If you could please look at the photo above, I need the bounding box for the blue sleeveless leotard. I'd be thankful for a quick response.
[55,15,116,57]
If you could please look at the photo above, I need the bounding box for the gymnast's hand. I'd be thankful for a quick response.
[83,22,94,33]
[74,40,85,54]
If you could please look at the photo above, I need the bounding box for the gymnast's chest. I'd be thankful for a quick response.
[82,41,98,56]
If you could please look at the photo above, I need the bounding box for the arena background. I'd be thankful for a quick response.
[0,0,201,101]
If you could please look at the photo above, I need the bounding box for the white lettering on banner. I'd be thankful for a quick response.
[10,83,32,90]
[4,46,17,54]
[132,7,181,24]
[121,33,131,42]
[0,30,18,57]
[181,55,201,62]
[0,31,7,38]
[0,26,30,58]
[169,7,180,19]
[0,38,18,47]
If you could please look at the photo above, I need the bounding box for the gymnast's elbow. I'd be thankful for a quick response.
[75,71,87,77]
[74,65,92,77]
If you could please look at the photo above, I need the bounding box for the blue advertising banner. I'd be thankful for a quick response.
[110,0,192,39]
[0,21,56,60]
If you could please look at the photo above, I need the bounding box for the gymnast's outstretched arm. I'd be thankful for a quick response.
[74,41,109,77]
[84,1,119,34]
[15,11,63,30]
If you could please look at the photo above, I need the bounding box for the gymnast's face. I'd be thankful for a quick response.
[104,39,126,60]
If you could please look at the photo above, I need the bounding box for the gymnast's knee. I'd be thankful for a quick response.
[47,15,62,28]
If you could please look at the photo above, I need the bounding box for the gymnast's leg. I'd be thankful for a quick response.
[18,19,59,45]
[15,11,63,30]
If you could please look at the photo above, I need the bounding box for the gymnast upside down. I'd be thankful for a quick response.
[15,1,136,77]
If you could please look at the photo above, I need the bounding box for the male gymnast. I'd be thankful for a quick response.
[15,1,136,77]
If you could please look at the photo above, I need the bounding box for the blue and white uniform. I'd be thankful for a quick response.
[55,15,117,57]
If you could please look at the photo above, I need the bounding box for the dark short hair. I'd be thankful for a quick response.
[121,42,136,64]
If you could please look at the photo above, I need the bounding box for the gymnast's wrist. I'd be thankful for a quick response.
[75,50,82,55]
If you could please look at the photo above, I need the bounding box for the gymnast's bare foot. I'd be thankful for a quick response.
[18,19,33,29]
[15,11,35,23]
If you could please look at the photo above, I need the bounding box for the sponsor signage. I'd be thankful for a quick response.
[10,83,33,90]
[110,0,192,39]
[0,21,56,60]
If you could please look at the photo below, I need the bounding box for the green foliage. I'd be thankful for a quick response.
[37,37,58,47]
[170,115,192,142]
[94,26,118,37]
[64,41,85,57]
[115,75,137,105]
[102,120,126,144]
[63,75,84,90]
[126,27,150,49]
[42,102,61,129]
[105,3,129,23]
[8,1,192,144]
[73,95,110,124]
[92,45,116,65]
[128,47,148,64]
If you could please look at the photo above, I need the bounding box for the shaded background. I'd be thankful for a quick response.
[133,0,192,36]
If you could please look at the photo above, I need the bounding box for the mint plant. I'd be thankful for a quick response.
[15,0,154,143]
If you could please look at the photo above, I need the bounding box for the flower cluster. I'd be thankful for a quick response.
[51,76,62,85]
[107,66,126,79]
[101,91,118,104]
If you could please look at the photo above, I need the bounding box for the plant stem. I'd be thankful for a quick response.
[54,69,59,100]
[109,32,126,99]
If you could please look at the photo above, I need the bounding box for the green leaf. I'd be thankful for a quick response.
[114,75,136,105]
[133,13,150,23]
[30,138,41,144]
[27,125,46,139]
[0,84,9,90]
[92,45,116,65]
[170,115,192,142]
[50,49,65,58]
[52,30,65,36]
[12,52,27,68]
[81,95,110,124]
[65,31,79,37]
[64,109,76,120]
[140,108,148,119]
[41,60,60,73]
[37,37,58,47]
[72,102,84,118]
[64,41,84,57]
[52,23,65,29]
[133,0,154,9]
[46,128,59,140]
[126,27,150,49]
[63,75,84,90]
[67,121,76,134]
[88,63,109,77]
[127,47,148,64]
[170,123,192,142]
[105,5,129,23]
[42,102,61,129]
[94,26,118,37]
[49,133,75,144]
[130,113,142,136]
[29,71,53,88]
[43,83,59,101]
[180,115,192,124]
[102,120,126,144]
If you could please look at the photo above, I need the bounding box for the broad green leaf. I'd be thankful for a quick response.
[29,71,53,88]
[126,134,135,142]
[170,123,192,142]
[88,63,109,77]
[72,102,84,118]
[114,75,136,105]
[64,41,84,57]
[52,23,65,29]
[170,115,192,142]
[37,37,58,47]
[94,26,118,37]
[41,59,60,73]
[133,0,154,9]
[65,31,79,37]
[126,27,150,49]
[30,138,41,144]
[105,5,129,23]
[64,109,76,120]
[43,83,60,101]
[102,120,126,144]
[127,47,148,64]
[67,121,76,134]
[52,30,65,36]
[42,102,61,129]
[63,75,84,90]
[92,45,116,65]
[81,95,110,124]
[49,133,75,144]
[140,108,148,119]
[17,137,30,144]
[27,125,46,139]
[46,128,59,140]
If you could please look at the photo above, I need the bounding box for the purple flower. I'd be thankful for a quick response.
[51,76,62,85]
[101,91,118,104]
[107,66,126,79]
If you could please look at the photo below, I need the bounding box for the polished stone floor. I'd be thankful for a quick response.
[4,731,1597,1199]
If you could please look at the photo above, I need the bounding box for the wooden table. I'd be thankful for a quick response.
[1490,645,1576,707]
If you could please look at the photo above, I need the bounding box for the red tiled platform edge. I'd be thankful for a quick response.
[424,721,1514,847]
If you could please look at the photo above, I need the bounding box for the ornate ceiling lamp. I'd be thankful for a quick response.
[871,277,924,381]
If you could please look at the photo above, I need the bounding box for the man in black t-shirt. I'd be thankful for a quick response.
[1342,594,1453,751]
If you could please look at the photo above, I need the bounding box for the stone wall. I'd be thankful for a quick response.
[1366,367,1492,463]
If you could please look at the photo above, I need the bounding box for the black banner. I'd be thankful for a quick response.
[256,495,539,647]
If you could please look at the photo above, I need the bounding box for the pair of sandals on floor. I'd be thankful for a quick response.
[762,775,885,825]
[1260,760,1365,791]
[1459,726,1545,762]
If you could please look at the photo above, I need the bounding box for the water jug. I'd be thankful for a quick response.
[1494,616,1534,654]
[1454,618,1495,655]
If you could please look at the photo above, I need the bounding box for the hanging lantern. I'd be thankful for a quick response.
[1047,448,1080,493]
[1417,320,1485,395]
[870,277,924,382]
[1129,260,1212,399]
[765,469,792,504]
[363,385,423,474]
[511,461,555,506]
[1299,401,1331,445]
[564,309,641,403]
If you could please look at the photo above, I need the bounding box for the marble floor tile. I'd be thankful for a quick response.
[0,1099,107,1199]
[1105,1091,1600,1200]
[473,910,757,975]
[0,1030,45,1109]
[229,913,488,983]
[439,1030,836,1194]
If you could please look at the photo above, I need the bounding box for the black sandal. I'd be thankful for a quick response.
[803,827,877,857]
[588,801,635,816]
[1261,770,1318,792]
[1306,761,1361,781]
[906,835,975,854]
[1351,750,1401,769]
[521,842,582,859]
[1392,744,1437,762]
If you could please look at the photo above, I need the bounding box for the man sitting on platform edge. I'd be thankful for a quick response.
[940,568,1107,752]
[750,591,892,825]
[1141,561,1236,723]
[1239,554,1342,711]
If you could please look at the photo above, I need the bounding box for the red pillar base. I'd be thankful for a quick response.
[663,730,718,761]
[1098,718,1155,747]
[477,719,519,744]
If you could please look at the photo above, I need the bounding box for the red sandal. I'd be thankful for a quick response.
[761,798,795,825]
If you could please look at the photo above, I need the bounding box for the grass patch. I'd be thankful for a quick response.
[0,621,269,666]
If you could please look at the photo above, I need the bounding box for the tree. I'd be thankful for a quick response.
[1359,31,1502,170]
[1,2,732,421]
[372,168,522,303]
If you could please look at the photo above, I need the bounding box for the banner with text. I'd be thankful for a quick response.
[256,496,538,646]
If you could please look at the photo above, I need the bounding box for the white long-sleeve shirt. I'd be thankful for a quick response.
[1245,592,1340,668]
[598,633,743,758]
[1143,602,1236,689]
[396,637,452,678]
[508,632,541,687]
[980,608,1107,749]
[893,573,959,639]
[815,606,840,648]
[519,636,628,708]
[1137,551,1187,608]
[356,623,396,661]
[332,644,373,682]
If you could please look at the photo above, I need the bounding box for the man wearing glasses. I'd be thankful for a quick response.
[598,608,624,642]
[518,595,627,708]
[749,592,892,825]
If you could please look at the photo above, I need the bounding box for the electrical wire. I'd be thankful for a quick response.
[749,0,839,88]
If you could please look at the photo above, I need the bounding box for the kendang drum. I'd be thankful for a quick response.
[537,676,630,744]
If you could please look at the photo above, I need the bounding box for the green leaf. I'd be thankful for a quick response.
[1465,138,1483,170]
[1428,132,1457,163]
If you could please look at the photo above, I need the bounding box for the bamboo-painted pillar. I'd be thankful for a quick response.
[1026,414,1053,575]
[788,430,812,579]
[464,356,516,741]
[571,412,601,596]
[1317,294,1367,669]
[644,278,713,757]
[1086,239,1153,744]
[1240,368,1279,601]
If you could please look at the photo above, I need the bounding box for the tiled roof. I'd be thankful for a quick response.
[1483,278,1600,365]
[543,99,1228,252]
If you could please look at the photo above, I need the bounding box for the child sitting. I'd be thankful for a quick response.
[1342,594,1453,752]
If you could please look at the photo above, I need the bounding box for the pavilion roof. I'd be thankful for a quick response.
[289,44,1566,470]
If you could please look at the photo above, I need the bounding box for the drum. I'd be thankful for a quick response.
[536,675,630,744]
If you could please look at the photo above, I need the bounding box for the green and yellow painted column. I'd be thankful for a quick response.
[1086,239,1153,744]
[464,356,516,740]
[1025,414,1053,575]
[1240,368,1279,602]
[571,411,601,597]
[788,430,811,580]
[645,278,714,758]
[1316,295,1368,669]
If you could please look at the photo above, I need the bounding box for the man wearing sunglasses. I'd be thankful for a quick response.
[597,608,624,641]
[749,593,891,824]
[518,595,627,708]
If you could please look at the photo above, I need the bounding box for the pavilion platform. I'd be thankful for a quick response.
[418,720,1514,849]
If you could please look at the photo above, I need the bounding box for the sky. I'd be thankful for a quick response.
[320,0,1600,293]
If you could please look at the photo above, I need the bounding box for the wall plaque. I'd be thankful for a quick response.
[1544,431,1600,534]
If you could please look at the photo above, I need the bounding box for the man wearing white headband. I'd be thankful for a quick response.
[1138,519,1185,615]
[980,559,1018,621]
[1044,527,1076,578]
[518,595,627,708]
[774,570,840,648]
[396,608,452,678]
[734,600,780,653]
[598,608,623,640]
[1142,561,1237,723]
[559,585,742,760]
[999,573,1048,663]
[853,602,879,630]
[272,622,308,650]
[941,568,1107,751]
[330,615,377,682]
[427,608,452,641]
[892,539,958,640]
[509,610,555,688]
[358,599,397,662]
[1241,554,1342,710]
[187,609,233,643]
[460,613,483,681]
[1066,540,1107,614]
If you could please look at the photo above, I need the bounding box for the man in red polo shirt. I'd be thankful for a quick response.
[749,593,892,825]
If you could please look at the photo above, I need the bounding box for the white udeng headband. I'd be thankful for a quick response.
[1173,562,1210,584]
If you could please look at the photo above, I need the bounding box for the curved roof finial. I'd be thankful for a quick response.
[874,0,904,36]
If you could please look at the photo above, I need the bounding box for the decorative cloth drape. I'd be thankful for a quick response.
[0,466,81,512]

# # # # #

Once the line containing "finial. I'd be thankful for a quick response." is found, please retype it and every remaining line of the listing above, exactly, with nothing else.

If you could please look at the photo above, I need the bounding box for the curved roof finial. I'd be thankful for a quick response.
[874,0,904,36]
If you could please look at the photo above, I need the bounding box for the decorative cloth drape. I'd be thankful for a quick response.
[0,466,81,512]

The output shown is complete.